| What the task requires |
Copy out each of the following records line for line, with no changes.

| Records provided |
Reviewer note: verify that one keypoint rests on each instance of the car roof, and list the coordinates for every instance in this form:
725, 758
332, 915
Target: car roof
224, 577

| Full response |
Reviewer note: verify that one keypoint rests on each instance of the car roof, and list the coordinates for every instance in this form:
725, 758
332, 915
Target: car roof
224, 577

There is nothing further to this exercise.